PROBLEM REQUIREMENTS —
Repeat, without any change, the entries presented below.
********************
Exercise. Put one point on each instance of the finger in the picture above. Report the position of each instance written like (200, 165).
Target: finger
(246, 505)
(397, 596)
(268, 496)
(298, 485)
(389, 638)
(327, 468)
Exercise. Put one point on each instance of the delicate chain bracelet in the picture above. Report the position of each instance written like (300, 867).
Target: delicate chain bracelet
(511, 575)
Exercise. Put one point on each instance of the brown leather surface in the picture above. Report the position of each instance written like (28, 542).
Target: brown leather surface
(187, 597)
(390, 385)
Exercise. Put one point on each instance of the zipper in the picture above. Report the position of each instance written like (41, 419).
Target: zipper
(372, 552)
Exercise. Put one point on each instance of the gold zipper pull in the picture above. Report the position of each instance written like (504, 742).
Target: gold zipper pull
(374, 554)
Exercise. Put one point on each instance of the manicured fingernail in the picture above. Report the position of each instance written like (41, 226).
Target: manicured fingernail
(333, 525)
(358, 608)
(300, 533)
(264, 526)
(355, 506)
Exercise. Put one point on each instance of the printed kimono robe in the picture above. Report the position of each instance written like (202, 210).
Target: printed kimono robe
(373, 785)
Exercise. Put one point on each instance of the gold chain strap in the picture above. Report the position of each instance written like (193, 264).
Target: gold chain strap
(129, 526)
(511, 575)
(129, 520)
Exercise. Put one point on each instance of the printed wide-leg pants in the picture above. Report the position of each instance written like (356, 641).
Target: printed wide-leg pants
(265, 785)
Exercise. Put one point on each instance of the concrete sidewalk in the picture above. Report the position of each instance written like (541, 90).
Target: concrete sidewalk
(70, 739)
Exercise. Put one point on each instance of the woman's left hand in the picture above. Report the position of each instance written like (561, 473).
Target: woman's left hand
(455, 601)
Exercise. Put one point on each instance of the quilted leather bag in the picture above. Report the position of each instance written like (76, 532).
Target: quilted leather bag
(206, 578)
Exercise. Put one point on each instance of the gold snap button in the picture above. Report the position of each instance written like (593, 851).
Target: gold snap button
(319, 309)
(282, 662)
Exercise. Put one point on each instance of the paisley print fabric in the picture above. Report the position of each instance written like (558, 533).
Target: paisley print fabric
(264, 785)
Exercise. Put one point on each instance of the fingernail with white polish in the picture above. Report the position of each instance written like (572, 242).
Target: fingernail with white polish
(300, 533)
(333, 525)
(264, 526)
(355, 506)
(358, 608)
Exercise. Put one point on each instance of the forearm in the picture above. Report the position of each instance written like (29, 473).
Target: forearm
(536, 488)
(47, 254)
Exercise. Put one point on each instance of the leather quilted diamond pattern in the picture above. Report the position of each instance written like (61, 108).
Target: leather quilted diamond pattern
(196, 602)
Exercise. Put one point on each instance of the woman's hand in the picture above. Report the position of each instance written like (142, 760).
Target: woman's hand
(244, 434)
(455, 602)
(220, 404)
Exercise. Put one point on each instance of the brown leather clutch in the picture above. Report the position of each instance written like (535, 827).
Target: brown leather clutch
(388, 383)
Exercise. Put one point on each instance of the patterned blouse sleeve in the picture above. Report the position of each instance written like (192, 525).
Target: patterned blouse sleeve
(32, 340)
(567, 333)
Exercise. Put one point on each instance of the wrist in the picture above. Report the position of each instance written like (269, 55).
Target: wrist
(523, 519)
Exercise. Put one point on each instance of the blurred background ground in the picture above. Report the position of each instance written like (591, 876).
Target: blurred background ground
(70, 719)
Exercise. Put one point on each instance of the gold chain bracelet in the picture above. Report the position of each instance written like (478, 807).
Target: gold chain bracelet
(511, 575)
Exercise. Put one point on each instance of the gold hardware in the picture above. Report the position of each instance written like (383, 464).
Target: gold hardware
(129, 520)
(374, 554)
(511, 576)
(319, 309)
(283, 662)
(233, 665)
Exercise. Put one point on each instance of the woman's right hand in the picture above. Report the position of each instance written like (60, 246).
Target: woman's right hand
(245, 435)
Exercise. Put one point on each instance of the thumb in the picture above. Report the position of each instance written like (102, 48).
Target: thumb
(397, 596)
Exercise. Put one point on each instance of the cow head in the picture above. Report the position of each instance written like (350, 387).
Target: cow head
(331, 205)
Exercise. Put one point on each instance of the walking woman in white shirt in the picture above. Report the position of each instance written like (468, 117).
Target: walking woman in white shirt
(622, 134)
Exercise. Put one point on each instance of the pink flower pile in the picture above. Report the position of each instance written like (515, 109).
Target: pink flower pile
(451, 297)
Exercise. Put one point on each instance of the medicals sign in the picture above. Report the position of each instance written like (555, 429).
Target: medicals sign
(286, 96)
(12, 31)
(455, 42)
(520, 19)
********************
ANSWER TO THIS TASK —
Exercise. Put one point on each instance of the finger in the picture above. Report the position of each instance written like (200, 165).
Target: finger
(246, 505)
(397, 596)
(268, 496)
(298, 485)
(389, 638)
(327, 468)
Exercise. Put one point on each instance of the delicate chain bracelet in the picture above. Report the position of each instance written like (300, 867).
Target: delicate chain bracelet
(511, 575)
Exercise. Put one point on each instance of the brown leather surface in the picture above. Report the position of each instance written like (28, 542).
Target: brown leather surface
(187, 597)
(390, 385)
Exercise. Put one point on each instance of the zipper in the picture above. Report the position of each instance written like (41, 419).
Target: zipper
(372, 552)
Exercise. Put one point on each instance of the gold zipper pull in the picture above. Report the position of each instance written like (504, 742).
Target: gold zipper pull
(374, 554)
Exercise. Put one point on each instance of the manicured fingernail in the picture above. Report the position of each instance written like (41, 226).
Target: manicured fingernail
(333, 525)
(358, 608)
(300, 533)
(264, 526)
(355, 506)
Exercise. Put one point on each instance of the printed kimono robe in the picture above. Report the position of each instance written like (202, 210).
Target: printed kimono robe
(373, 785)
Exercise. Put one point on each instance of the gold chain strap in the picture above. Report the position of each instance written like (193, 264).
Target: gold chain strap
(129, 526)
(511, 575)
(129, 520)
Exercise. Put one point on each instance of the printed wide-leg pants in the picture above. Report the position of each instance written like (356, 641).
Target: printed wide-leg pants
(265, 785)
Exercise. Put one point on each instance of the concrete sidewalk in the picture above. Report the position of each instance written like (541, 90).
Target: concrete sidewalk
(70, 739)
Exercise. Put one point on each instance of the woman's left hand in the picture above. Report the position of each instance written like (561, 473).
Target: woman's left hand
(455, 601)
Exercise. Put one point on each instance of the quilted leather bag in the picture above. Report the position of each instance written like (76, 532).
Target: quilted leather bag
(206, 578)
Exercise. Put one point on each instance of the gold snap button in the picture above. Report the position of each instance written like (593, 851).
Target: gold snap button
(319, 309)
(282, 662)
Exercise. Put one point on each instance of the paisley print fabric in the picture above. Report the position of each instance written like (558, 533).
Target: paisley print fabric
(264, 785)
Exercise. Put one point on each instance of the fingernail with white polish in the picture above. Report the position of each instance written like (572, 242).
Target: fingernail with white polish
(300, 533)
(333, 525)
(264, 526)
(355, 506)
(358, 608)
Exercise. Put one point on each instance of the forearm in the picture above. Report the position of each instance written like (29, 473).
Target: forearm
(536, 488)
(47, 254)
Exercise. Put one point on each instance of the leather quilted diamond pattern in the picture above. Report the position of each instance written like (61, 108).
Target: leather quilted diamond pattern
(196, 602)
Exercise. Put one point on each instance of the woman's hand in the picture above. Report the position of each instance written like (142, 760).
Target: woman's hand
(244, 434)
(455, 602)
(220, 404)
Exercise. Put one point on each instance of the brown leather clutch in the picture above. Report the position of each instance written like (535, 827).
Target: brown leather clutch
(388, 383)
Exercise. Put one point on each instance of the patterned blouse sleeve in the picture above. Report the position of each instance written like (192, 525).
Target: patterned blouse sleeve
(32, 340)
(567, 333)
Exercise. Put one point on each instance of the wrist in the picture above. Report the position of each instance written like (269, 55).
Target: wrist
(523, 519)
Exercise. Put one point on each instance of the blurred background ground in the picture above. Report the position of each instance written like (591, 876).
Target: blurred background ground
(70, 719)
Exercise. Put one point on each instance of the gold chain bracelet in the picture above. Report the position of each instance written like (478, 807).
Target: gold chain bracelet
(511, 575)
Exercise. Put one point on each instance of the gold hardware in the picture above. Report the position of each instance written like (383, 464).
Target: gold hardware
(129, 520)
(374, 554)
(511, 576)
(319, 309)
(283, 662)
(233, 665)
Exercise. Put one point on each instance of the woman's right hand in the picture above. Report the position of each instance written like (60, 246).
Target: woman's right hand
(245, 435)
Exercise. Put one point on each instance of the thumb in the picture above. Report the position of each instance written like (102, 48).
Target: thumb
(397, 596)
Exercise. Put one point on each instance of the cow head in the picture above. Report the position of each instance written like (350, 387).
Target: cow head
(331, 205)
Exercise. Put one point on each instance of the walking woman in white shirt in the picture above. Report the position of each instance written like (468, 117).
Target: walking woman in white shirt
(622, 134)
Exercise. Put one point on each instance of the pink flower pile in the picture above. Report the position of each instance written like (515, 109).
Target: pink flower pile
(451, 297)
Exercise. Put one point on each instance of the medicals sign in the picture above. Report the position of each instance written like (555, 429).
Target: medicals sign
(286, 96)
(12, 31)
(455, 42)
(520, 19)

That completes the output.